> _Directions_: Only one stretch of the records below is wanted: the lines from the one holding "Target: open mouth shouting" through the one holding "Target: wristband". Return it exactly, both ends included.

> _Extracted records_:
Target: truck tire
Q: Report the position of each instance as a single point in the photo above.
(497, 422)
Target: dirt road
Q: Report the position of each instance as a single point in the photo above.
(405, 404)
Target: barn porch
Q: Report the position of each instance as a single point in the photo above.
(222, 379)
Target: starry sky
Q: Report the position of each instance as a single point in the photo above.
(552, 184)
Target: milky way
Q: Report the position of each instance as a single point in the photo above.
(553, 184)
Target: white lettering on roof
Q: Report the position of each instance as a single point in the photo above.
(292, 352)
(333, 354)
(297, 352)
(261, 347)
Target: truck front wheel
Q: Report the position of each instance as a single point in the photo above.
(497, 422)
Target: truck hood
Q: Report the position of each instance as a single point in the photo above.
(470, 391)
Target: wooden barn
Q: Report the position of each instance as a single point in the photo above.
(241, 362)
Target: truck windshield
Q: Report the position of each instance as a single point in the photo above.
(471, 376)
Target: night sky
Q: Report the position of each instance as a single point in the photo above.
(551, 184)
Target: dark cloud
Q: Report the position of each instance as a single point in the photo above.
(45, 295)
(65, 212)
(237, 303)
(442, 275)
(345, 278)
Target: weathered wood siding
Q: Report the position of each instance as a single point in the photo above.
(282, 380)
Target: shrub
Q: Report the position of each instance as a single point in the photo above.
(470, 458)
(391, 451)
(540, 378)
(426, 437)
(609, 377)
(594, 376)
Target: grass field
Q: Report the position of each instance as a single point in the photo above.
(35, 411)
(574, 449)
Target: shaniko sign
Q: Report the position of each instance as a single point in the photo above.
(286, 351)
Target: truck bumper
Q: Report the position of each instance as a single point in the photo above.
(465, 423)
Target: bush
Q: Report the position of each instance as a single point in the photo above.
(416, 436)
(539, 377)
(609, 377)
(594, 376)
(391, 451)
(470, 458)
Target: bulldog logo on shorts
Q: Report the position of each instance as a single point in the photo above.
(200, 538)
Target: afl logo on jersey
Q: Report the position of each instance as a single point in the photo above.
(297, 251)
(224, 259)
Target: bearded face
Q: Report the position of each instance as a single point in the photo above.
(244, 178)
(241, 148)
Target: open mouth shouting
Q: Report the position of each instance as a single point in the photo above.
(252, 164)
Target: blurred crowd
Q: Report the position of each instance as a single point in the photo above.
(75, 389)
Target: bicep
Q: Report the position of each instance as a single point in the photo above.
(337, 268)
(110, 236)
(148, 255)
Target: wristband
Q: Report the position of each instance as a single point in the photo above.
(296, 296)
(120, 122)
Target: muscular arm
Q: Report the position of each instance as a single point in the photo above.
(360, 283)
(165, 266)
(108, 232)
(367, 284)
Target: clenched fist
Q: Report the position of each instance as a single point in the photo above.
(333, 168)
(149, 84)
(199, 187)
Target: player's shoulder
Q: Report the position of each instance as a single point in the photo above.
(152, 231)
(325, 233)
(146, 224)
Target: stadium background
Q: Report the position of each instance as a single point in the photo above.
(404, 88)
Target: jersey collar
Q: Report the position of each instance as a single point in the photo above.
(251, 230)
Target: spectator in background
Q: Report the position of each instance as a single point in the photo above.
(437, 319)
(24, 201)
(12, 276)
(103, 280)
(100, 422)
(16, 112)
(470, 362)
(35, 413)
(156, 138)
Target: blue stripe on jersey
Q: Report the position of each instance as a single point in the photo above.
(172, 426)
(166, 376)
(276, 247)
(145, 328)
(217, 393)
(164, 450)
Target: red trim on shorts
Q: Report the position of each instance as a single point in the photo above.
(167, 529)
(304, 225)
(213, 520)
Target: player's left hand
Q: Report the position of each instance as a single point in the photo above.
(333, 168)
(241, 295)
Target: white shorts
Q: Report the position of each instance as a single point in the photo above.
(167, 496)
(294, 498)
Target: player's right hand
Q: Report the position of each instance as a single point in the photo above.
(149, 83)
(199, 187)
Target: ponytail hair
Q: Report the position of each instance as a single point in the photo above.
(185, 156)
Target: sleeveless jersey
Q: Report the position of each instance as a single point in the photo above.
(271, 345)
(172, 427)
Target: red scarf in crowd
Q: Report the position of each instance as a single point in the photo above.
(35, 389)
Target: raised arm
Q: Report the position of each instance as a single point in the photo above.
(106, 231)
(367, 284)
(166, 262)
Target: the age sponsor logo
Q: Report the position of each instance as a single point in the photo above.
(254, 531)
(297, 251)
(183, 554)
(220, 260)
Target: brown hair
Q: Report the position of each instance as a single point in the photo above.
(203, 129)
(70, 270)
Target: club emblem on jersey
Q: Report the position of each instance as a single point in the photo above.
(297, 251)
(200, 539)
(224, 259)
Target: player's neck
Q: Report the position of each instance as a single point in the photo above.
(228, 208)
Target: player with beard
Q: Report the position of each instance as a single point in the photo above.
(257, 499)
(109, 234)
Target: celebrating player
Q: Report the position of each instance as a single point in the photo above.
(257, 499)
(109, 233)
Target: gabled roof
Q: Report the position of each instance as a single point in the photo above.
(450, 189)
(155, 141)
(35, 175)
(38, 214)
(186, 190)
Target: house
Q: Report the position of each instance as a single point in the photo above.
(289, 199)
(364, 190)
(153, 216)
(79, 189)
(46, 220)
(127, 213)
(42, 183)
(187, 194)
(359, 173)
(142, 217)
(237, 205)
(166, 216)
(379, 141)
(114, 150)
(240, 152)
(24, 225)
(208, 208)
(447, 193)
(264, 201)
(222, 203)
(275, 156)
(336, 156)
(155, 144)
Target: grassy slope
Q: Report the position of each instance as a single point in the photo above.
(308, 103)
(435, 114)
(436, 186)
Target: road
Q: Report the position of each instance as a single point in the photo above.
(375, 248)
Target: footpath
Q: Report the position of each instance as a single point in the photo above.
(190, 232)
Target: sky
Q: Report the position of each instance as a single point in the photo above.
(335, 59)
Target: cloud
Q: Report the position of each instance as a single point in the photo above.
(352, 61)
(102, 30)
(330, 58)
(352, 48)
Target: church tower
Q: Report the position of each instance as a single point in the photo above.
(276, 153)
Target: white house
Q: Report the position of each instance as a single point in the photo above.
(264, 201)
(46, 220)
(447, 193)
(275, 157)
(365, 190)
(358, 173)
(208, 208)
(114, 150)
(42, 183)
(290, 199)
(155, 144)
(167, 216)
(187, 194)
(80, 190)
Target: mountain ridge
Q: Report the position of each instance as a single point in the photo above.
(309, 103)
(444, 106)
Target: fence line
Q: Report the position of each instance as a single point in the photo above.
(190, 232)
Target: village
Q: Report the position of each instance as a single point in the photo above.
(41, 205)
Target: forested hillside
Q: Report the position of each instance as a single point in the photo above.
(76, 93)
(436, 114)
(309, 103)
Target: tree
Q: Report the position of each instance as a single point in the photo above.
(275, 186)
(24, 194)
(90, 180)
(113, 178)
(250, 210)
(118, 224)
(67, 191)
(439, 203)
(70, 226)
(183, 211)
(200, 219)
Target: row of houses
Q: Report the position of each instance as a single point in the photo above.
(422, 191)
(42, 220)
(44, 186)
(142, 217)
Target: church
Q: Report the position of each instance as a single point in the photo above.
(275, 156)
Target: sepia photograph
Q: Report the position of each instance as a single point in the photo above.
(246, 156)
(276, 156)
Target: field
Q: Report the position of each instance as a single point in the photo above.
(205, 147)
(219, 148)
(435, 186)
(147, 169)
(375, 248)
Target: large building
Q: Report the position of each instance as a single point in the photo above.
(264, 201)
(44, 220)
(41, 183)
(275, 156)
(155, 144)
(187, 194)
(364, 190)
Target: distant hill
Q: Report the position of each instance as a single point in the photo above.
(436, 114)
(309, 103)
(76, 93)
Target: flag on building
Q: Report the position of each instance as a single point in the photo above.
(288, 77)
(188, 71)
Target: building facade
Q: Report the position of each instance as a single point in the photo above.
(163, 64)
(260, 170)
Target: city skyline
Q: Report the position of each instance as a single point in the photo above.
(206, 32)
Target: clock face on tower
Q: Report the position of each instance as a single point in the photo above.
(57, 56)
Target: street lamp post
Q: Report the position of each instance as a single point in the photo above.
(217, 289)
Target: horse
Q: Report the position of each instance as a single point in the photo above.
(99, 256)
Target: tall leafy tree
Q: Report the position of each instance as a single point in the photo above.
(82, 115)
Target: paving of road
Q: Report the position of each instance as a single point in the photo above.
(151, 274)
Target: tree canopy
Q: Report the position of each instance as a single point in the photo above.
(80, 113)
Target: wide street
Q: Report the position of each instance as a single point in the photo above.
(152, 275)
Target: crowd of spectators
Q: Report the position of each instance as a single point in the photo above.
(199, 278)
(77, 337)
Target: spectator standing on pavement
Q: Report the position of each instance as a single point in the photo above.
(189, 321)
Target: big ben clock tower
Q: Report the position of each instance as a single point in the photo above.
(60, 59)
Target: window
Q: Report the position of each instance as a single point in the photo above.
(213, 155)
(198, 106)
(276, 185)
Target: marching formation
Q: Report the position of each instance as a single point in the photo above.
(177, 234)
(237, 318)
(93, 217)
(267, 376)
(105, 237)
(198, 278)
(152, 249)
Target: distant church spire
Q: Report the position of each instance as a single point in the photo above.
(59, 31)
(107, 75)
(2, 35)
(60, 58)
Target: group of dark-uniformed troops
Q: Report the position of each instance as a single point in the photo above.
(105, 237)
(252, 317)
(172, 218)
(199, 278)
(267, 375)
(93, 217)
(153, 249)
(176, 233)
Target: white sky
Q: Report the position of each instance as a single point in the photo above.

> _Answer to this problem_:
Target: open mouth shouting
Q: Report the position of each instance as a single point in the photo above.
(252, 164)
Target: blurred crowd
Q: Report the position of each instance as a single point in the photo above.
(75, 389)
Target: bicep
Q: Report the position of each instance as a single point in the photo above.
(337, 268)
(110, 236)
(148, 255)
Target: wristband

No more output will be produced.